__What you need to do__: From the line that holds "locate shed roof -- one point per instance" to the last line of the data, copy everything exactly; leave out all the rest.

>> begin Record list

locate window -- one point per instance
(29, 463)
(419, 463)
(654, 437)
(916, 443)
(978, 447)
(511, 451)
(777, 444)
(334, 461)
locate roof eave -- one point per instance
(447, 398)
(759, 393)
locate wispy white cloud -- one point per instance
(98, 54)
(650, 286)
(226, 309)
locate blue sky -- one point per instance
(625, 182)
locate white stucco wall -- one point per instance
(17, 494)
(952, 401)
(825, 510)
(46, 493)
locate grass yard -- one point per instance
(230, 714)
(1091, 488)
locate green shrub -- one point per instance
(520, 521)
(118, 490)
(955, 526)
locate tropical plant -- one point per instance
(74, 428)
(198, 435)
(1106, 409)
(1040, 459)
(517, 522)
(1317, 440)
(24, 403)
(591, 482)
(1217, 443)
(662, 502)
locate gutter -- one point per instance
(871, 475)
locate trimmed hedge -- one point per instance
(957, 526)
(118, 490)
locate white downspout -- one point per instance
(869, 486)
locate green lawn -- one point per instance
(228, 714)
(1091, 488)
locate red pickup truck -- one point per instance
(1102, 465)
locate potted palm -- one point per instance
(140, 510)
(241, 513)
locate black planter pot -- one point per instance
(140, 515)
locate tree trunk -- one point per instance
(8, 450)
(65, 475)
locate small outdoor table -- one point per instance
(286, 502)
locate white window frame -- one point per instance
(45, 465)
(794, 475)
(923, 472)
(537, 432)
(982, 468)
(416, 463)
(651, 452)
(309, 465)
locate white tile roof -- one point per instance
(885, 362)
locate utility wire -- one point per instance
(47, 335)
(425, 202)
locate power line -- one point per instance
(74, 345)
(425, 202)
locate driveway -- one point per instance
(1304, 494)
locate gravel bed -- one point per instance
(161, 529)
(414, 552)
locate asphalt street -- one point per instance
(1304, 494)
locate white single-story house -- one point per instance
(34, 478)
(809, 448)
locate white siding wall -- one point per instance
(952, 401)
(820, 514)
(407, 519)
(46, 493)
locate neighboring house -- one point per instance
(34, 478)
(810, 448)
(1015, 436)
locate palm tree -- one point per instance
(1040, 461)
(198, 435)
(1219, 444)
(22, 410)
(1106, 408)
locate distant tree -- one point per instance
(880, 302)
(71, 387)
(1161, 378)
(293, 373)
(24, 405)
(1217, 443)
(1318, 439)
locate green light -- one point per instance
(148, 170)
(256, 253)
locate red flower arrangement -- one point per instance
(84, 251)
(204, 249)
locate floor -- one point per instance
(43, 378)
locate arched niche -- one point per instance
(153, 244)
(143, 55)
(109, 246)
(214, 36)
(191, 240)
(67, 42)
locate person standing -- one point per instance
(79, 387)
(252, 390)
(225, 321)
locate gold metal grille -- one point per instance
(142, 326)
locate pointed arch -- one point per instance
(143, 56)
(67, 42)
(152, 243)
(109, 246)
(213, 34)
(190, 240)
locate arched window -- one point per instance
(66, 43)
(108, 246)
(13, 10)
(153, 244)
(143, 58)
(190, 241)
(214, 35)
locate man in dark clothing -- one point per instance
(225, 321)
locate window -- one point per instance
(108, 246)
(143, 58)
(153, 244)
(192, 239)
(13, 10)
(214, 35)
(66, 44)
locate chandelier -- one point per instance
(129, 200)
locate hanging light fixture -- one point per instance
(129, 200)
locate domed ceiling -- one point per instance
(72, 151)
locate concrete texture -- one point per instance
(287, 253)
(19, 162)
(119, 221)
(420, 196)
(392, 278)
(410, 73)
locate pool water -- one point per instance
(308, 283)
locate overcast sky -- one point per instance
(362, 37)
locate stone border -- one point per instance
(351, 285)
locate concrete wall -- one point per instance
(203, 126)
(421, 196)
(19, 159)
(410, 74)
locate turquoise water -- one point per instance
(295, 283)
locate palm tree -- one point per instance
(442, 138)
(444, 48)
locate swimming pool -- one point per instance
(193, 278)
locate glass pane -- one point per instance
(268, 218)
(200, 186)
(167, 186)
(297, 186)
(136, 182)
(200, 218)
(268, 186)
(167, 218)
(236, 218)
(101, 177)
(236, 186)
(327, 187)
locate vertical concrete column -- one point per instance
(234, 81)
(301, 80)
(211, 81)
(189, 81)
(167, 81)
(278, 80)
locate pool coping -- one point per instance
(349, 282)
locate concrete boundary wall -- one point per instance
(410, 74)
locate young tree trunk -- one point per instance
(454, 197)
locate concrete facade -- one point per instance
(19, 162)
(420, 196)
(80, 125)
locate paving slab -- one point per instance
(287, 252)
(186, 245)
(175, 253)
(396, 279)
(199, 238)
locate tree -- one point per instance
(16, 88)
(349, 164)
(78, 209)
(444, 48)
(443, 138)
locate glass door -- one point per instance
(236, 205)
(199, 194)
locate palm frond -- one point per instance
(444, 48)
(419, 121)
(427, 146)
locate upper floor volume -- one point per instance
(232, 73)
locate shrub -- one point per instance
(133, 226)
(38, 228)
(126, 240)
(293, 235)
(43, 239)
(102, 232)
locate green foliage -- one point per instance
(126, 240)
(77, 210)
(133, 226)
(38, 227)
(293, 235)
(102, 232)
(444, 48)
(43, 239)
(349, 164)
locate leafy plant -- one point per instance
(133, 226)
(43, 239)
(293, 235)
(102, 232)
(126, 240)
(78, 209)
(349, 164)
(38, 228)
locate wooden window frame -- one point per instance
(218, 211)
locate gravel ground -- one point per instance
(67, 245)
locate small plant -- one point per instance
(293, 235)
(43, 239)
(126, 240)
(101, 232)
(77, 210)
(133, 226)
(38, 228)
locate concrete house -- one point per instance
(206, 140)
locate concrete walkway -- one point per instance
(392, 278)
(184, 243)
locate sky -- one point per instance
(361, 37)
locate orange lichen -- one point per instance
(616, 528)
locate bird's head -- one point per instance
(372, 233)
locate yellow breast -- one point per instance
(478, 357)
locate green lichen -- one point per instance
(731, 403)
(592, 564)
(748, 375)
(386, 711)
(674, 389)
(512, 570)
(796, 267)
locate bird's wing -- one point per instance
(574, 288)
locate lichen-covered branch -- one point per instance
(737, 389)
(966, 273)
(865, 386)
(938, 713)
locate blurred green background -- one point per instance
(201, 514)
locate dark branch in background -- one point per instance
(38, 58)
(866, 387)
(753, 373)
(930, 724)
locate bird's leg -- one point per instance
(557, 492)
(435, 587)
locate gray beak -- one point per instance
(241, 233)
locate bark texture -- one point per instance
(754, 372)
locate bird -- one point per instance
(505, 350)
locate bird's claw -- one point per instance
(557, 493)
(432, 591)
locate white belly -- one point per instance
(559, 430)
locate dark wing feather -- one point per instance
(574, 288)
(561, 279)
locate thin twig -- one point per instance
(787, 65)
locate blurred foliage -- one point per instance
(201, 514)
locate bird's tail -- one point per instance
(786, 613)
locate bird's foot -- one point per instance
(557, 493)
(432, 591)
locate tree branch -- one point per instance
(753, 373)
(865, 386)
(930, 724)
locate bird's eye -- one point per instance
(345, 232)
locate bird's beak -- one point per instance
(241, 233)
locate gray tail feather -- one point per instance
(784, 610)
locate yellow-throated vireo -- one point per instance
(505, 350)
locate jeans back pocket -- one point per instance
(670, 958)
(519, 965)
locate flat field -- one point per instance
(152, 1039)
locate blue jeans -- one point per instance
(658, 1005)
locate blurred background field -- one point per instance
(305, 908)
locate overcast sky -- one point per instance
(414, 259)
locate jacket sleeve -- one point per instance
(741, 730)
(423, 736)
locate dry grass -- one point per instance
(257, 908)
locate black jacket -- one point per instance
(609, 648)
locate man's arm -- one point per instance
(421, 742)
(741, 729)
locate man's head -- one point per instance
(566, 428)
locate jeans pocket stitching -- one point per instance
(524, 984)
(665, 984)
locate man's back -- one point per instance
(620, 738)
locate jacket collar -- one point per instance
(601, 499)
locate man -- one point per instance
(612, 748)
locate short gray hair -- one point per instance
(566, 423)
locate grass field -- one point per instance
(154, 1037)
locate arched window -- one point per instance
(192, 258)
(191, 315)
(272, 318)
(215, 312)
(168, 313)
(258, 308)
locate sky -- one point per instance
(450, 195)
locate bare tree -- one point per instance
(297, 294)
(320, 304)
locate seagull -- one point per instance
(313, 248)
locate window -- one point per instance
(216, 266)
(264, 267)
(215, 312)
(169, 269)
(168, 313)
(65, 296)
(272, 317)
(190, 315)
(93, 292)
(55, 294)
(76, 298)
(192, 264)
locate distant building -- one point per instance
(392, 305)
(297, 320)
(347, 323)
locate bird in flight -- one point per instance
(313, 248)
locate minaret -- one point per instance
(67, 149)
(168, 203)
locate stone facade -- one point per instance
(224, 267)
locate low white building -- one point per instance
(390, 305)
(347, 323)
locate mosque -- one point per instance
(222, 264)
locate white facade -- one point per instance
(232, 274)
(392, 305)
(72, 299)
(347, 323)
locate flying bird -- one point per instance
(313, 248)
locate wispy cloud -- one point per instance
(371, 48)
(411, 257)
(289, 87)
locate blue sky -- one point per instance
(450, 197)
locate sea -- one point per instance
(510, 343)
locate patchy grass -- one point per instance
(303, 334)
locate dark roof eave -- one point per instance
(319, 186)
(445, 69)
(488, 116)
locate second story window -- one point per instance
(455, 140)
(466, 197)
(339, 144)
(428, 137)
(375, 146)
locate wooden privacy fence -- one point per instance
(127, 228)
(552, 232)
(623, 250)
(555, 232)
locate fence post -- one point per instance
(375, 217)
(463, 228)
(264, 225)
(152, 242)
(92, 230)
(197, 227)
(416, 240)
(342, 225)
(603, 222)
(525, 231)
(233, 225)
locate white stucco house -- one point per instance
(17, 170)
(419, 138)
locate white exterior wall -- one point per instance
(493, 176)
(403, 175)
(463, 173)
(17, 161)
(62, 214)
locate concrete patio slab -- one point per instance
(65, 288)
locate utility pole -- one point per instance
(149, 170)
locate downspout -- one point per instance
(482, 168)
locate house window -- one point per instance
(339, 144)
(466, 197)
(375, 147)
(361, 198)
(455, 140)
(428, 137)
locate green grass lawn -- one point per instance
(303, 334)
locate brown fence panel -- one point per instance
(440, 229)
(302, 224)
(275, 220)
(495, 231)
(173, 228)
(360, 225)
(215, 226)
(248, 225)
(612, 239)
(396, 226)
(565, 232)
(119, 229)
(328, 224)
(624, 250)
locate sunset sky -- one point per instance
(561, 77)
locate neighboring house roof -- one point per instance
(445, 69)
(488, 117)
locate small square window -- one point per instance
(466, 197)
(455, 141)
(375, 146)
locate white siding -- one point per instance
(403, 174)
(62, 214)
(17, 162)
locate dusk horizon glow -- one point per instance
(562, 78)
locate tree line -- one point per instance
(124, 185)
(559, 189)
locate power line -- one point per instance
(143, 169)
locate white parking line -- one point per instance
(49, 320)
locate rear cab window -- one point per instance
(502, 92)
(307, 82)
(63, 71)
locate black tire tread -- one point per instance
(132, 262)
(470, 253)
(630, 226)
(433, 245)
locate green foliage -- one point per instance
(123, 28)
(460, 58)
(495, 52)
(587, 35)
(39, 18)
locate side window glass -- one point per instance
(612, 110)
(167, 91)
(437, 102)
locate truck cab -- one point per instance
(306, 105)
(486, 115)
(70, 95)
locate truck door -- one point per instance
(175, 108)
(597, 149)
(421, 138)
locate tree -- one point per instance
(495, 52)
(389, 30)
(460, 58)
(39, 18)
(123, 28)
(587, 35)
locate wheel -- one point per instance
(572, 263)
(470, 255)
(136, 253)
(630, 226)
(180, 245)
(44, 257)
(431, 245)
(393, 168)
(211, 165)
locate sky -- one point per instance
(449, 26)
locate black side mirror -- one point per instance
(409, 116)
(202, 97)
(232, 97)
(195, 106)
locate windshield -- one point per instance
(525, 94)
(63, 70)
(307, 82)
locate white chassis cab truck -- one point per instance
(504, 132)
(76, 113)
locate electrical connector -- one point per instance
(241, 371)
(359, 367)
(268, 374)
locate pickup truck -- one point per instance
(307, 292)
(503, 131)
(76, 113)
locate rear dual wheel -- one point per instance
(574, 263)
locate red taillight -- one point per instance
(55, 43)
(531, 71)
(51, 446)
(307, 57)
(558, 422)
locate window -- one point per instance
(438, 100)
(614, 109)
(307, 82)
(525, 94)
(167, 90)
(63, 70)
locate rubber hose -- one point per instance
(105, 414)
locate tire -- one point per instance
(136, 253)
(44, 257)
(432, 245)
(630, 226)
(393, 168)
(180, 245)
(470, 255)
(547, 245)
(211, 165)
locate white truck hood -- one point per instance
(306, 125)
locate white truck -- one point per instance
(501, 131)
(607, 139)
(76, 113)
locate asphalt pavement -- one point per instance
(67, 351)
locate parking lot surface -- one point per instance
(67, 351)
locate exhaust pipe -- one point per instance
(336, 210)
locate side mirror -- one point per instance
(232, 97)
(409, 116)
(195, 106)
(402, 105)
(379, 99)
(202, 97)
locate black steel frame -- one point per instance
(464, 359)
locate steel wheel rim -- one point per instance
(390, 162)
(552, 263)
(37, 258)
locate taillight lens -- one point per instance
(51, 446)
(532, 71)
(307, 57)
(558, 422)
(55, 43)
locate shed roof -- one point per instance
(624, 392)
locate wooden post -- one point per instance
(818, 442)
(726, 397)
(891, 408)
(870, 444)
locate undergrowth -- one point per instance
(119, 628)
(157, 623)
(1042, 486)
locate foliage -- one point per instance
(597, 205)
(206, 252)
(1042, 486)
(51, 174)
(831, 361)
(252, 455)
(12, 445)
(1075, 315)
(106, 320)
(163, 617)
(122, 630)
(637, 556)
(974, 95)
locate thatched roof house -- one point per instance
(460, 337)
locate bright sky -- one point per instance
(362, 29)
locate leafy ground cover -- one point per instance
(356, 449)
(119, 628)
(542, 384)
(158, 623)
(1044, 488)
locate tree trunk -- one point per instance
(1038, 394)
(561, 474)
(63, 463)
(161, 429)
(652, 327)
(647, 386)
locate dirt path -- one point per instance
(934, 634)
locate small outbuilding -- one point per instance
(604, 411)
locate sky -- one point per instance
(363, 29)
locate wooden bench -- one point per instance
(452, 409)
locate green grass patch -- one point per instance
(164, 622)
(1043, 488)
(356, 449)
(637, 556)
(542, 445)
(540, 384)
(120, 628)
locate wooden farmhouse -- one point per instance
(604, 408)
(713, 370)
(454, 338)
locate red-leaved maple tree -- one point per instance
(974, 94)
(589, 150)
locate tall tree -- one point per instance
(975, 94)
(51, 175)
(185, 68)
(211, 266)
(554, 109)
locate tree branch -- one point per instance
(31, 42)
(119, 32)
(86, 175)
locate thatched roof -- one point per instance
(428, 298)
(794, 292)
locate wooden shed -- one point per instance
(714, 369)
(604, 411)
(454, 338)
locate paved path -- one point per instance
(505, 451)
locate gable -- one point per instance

>> end Record list

__Answer to this problem__:
locate shed roof -- one point per instance
(624, 392)
locate wooden post -- one point per instance
(818, 442)
(726, 397)
(891, 408)
(870, 444)
locate undergrowth -- one point per instance
(119, 628)
(157, 623)
(1042, 486)
locate foliage -- one point per instance
(597, 205)
(206, 252)
(1042, 486)
(51, 174)
(831, 361)
(252, 455)
(12, 445)
(1075, 315)
(106, 320)
(163, 617)
(122, 630)
(637, 556)
(974, 95)
locate thatched roof house -- one point per instance
(460, 337)
locate bright sky -- one point per instance
(362, 29)
locate leafy ground cover -- one point per instance
(356, 449)
(119, 628)
(542, 384)
(158, 623)
(1044, 488)
locate tree trunk -- one point per instance
(1038, 394)
(561, 474)
(63, 463)
(161, 429)
(652, 327)
(647, 386)
locate dirt path -- one point per instance
(934, 634)
locate small outbuilding -- one point per instance
(604, 411)
locate sky -- one point per instance
(363, 29)
locate wooden bench -- one point per instance
(452, 409)
locate green grass patch -- one point per instance
(164, 622)
(1043, 488)
(356, 449)
(637, 556)
(542, 445)
(540, 384)
(120, 628)
locate wooden farmhouse -- one point per instance
(604, 408)
(713, 370)
(454, 338)
locate red-leaved maple tree -- one point per instance
(974, 94)
(589, 150)
locate tall tree -- one point per instance
(975, 94)
(51, 175)
(185, 68)
(211, 266)
(554, 109)
locate tree branch -- one point per instance
(31, 42)
(119, 32)
(86, 175)
locate thatched roof -- one point per instance
(428, 298)
(794, 292)
locate wooden shed -- one point per instance
(714, 369)
(604, 411)
(454, 338)
locate paved path -- one point per instance
(505, 451)
locate gable -- one point per instance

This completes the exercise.